*Image segmentation entries*

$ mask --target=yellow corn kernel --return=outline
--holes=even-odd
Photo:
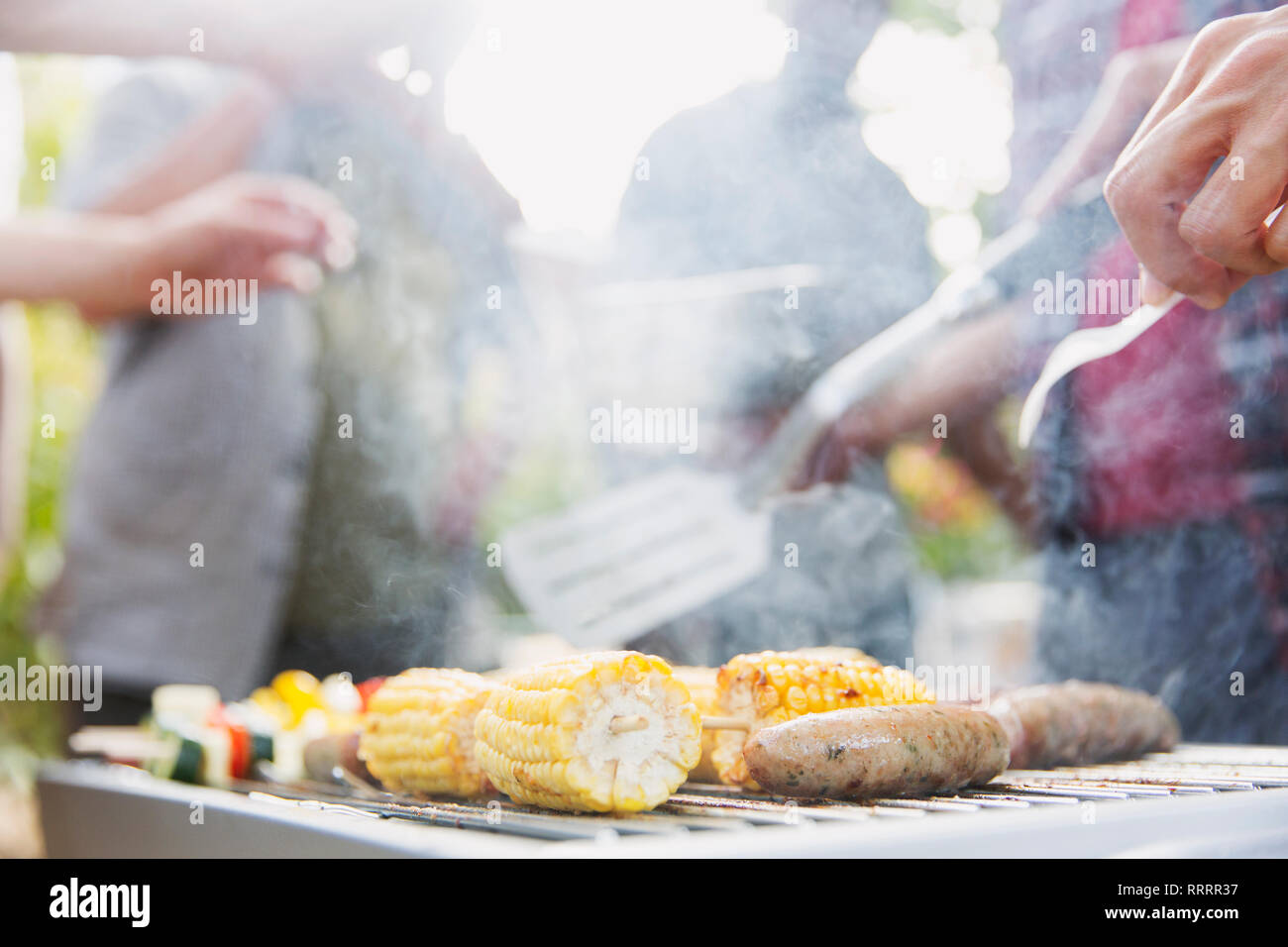
[[[688,688],[659,657],[631,651],[559,658],[515,674],[475,723],[483,772],[518,803],[652,809],[702,755]]]
[[[935,700],[911,673],[850,648],[738,655],[716,674],[716,693],[717,715],[744,720],[750,731],[824,710]],[[711,763],[721,782],[757,789],[742,758],[746,738],[719,731]]]
[[[392,792],[493,794],[474,755],[474,723],[496,687],[455,669],[415,667],[389,678],[367,705],[358,756]]]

*What is expected*
Recast the lines of the listing above as a numbered list, leaving out blank lines and any pictures.

*The reply*
1. $ mask --target=yellow corn kernel --return=outline
2. --holes=even-odd
3. Photo:
4. [[[688,688],[659,657],[631,651],[559,658],[515,674],[475,723],[483,772],[518,803],[652,809],[702,755]]]
5. [[[935,700],[911,673],[850,648],[738,655],[716,674],[716,693],[717,715],[744,720],[750,731],[824,710]],[[711,763],[721,782],[757,789],[742,758],[746,738],[719,731]]]
6. [[[392,792],[493,794],[474,755],[474,723],[496,687],[455,669],[415,667],[389,678],[367,705],[358,756]]]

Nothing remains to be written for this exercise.